Saved entries:
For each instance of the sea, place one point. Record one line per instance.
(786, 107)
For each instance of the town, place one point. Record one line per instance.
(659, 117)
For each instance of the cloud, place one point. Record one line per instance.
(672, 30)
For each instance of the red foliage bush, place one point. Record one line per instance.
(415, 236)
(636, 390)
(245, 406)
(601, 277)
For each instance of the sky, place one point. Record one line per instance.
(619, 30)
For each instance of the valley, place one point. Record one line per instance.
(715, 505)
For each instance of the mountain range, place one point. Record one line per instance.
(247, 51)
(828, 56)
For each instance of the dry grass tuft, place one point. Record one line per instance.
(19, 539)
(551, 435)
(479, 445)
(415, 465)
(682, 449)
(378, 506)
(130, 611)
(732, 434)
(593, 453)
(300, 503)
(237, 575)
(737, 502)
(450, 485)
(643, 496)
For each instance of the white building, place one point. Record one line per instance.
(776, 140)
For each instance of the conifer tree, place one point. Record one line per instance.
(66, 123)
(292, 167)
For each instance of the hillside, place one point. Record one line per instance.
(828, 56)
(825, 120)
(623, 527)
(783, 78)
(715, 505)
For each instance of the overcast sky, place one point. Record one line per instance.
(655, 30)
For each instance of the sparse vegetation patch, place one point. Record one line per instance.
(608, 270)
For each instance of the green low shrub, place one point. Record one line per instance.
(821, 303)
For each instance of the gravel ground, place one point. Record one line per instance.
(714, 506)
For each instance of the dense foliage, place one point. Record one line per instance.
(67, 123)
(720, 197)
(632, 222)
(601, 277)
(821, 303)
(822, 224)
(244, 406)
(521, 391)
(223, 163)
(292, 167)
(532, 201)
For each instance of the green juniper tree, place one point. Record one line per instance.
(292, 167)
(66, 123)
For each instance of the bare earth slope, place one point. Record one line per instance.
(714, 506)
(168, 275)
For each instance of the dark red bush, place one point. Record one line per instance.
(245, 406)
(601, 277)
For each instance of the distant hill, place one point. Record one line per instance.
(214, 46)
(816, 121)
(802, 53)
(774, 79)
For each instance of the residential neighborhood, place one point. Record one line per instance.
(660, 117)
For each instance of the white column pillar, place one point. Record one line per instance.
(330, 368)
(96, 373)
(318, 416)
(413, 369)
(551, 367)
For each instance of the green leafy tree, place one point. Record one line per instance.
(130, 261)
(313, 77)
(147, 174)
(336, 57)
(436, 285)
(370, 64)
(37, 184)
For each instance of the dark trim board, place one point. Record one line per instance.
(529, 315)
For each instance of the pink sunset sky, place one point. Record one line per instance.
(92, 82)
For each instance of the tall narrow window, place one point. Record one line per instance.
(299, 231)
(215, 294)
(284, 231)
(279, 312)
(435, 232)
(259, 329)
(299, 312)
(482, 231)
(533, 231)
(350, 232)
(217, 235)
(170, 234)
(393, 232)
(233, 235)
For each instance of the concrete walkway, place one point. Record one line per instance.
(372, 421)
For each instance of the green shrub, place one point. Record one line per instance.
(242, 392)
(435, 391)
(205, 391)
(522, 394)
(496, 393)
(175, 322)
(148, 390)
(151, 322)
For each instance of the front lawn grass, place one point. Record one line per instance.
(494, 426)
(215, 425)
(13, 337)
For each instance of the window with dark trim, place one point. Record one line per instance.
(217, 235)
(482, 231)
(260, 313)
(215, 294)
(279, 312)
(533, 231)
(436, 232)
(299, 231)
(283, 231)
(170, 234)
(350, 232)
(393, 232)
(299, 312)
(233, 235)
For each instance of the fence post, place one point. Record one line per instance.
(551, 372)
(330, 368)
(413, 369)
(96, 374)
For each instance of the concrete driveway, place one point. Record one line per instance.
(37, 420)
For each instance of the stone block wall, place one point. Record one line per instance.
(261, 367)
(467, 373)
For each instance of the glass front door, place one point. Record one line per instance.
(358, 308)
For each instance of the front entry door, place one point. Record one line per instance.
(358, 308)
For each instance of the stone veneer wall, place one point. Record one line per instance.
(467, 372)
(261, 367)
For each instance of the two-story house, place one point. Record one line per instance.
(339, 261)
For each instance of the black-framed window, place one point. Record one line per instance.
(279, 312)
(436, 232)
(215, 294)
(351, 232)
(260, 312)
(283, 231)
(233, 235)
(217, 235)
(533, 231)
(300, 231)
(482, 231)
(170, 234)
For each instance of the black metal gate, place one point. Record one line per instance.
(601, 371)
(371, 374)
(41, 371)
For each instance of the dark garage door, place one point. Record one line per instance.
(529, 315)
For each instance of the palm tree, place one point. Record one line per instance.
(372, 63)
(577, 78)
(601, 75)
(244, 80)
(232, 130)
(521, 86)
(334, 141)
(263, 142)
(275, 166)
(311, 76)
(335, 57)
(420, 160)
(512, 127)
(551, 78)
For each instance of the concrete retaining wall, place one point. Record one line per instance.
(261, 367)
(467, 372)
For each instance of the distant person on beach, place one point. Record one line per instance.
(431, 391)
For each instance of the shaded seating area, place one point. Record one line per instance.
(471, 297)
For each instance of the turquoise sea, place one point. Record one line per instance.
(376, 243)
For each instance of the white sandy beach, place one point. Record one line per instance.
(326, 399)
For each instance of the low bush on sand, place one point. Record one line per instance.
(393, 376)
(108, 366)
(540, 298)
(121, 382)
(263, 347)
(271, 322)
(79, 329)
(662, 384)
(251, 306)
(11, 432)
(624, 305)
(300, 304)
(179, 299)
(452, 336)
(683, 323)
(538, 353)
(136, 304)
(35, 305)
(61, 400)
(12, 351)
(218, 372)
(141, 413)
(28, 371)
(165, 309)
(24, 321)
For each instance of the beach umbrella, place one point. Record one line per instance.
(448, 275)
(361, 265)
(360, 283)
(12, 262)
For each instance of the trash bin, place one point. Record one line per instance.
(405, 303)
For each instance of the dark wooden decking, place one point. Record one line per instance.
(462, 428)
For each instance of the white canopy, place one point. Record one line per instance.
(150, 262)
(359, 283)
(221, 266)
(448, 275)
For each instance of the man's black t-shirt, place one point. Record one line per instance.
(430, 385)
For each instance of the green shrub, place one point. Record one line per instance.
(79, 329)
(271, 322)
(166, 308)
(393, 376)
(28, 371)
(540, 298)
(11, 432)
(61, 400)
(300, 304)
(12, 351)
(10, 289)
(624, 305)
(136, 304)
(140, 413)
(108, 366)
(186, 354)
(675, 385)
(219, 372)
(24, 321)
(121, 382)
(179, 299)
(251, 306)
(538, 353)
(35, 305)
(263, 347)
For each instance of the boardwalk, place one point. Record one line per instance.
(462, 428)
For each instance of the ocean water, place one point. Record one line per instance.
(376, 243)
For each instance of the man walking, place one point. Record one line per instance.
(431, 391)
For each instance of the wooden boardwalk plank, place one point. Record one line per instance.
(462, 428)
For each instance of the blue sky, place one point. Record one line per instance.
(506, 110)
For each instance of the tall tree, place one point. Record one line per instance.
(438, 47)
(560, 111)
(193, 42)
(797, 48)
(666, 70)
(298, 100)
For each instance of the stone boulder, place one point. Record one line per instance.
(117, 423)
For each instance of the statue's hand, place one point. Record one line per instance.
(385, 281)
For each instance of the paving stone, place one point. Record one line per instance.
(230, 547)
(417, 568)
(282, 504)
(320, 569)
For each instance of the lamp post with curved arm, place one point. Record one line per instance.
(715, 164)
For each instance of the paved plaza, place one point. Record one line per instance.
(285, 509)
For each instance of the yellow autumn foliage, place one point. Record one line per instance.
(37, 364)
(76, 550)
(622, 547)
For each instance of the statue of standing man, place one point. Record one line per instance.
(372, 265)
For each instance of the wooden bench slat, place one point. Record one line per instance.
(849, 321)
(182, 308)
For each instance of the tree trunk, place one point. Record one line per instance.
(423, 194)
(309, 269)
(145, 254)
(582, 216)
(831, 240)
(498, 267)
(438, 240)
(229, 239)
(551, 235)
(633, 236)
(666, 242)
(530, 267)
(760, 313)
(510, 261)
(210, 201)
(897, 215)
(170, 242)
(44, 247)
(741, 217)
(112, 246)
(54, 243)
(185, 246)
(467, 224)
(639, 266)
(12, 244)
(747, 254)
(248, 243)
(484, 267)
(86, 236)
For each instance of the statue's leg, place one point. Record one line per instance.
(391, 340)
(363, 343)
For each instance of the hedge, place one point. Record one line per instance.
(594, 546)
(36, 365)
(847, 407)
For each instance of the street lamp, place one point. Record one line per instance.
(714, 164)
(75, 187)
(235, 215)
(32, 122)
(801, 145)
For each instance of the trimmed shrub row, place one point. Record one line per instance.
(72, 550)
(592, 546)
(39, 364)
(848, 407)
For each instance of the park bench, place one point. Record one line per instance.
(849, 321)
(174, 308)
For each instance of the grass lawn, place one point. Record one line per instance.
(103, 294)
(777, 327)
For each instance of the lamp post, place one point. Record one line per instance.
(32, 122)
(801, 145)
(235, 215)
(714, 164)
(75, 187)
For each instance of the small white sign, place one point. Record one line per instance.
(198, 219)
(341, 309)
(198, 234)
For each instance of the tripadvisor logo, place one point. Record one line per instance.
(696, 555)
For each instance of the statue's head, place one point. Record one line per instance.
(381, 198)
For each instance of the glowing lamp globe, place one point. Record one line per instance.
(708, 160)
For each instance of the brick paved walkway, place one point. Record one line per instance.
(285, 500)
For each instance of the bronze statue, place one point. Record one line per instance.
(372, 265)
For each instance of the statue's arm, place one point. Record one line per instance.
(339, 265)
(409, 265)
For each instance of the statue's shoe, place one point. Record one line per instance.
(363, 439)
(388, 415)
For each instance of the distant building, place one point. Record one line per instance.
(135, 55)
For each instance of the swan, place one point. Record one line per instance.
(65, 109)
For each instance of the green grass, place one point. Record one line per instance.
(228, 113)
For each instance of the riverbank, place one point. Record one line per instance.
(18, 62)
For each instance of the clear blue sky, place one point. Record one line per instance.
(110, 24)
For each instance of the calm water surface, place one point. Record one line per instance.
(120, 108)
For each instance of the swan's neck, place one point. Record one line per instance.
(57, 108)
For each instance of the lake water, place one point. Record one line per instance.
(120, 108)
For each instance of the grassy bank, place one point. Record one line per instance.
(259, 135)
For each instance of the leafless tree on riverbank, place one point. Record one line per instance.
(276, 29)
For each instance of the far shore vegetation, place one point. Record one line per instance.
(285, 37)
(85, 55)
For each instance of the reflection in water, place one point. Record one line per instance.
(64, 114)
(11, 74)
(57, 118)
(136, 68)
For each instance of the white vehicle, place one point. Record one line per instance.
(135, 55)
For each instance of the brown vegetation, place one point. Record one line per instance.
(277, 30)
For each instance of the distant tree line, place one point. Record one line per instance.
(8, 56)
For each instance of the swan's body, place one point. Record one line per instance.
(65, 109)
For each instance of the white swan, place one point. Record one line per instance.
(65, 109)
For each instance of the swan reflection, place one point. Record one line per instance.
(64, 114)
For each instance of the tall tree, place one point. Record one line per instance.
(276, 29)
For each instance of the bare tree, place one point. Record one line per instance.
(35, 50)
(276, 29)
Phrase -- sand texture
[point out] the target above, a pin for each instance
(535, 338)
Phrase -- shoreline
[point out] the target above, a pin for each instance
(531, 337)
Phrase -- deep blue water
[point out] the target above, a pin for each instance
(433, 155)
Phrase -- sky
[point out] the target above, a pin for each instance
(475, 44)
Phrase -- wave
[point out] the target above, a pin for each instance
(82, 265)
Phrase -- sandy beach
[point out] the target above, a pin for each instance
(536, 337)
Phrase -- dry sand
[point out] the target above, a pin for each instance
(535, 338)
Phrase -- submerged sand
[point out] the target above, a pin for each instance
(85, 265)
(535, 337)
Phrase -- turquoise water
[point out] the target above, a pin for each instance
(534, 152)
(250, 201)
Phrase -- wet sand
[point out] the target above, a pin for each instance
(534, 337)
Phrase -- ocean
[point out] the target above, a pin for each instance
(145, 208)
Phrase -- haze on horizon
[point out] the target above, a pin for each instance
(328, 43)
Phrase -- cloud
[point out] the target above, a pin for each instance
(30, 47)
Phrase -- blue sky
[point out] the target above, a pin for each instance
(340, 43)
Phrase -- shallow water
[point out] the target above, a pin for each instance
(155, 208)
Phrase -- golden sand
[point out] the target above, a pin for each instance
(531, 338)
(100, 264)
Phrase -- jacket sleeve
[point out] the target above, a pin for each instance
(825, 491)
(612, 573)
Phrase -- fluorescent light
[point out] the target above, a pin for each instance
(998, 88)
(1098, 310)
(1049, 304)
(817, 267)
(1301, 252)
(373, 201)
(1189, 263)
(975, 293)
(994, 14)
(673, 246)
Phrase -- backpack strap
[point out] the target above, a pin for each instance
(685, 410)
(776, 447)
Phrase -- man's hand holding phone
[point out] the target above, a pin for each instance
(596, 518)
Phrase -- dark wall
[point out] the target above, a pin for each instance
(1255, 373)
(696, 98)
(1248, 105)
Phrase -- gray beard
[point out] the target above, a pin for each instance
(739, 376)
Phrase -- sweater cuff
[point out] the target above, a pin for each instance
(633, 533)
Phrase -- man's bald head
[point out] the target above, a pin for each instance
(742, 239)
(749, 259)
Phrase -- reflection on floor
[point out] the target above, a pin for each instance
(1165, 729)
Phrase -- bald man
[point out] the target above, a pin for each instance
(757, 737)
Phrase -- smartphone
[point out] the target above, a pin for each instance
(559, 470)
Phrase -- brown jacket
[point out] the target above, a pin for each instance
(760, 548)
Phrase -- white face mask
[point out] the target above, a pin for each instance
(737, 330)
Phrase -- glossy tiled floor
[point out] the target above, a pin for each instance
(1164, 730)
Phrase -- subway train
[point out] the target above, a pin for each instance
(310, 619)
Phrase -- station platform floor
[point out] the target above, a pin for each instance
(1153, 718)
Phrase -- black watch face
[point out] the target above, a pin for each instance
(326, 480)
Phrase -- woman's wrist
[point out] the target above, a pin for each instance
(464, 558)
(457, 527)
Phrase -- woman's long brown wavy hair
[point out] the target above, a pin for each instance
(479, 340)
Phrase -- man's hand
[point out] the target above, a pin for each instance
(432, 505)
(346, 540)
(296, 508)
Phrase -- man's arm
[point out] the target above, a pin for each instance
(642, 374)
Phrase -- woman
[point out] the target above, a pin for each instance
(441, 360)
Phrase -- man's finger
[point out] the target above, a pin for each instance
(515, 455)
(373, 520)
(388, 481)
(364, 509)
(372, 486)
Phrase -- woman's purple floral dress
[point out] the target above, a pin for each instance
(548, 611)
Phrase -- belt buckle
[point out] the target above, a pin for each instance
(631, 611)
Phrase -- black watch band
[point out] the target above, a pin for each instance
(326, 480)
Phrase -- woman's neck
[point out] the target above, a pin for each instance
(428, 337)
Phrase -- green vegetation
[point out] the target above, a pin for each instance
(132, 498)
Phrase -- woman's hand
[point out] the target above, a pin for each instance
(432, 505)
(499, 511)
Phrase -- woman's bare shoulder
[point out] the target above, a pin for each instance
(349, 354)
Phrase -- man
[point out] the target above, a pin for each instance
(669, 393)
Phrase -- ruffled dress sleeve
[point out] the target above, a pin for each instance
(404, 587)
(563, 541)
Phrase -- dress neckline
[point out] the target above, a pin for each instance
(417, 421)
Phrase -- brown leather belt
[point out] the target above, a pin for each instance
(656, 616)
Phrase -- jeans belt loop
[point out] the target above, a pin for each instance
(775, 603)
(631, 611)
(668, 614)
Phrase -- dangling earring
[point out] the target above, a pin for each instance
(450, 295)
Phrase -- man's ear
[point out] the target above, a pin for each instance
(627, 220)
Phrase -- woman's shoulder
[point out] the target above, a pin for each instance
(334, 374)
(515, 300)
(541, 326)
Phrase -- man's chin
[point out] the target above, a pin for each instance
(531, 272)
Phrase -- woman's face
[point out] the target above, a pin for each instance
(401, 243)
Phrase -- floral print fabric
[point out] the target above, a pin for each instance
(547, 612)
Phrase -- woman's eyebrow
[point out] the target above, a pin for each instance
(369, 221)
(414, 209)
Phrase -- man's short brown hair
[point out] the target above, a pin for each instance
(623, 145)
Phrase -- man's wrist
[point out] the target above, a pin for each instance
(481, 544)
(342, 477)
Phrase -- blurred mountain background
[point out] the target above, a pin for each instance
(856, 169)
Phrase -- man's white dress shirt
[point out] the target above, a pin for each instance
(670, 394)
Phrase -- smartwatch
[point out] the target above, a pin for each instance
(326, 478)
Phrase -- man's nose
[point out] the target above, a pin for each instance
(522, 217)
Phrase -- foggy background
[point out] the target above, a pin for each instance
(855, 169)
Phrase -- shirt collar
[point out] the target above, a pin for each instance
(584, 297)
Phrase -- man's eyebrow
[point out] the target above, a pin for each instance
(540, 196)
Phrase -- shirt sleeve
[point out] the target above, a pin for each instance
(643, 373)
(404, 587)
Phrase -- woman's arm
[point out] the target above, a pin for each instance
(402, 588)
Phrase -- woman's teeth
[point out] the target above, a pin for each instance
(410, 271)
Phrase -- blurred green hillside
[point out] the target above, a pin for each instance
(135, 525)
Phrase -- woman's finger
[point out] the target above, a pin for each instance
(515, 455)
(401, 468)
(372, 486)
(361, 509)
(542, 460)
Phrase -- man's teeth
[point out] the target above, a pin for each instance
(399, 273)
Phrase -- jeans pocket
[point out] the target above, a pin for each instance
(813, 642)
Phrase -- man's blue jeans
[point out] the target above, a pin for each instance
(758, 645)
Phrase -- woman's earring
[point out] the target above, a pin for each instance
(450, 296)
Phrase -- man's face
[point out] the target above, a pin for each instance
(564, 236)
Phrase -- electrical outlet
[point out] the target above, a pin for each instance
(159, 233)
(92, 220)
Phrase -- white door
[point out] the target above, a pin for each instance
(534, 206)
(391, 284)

Task statement:
Using the data above, transcribe the lines that run from the line with "Phrase -- sand texture" to the line with "Phrase -- fluorescent light", both ends kept, and output nothing else.

Response below:
Phrase -- sand texture
[point out] the target above, a pin for each instance
(535, 338)
Phrase -- shoreline
[point out] the target above, a pin for each instance
(531, 337)
Phrase -- deep blue water
[point out] the target above, a pin for each instance
(433, 155)
Phrase -- sky
[point out] the target above, a pin for each instance
(475, 44)
Phrase -- wave
[point out] the target above, a pin for each instance
(82, 265)
Phrase -- sandy beach
[point out] the target above, a pin for each instance
(536, 337)
Phrase -- dry sand
[point out] the target above, a pin for each instance
(535, 338)
Phrase -- submerged sand
[point out] the target above, a pin for each instance
(85, 265)
(535, 337)
Phrase -- turquoise water
[point out] the target above, a pin for each instance
(534, 152)
(250, 201)
Phrase -- wet sand
[point out] the target above, a pin for each instance
(534, 337)
Phrase -- ocean
[point out] the target above, a pin for each instance
(145, 208)
Phrase -- haze on horizon
[point out] the target above, a pin for each instance
(328, 43)
Phrase -- cloud
[point out] the target above, a pin for each instance
(30, 47)
Phrase -- blue sky
[point out] the target above, a pin for each instance
(340, 43)
Phrase -- shallow water
[point out] the target above, a pin for each instance
(155, 208)
Phrase -- golden sand
[point out] the target above, a pin for each instance
(531, 338)
(100, 264)
Phrase -- jacket sleeve
[point out] the target above, a pin for each instance
(825, 491)
(612, 573)
Phrase -- fluorescent light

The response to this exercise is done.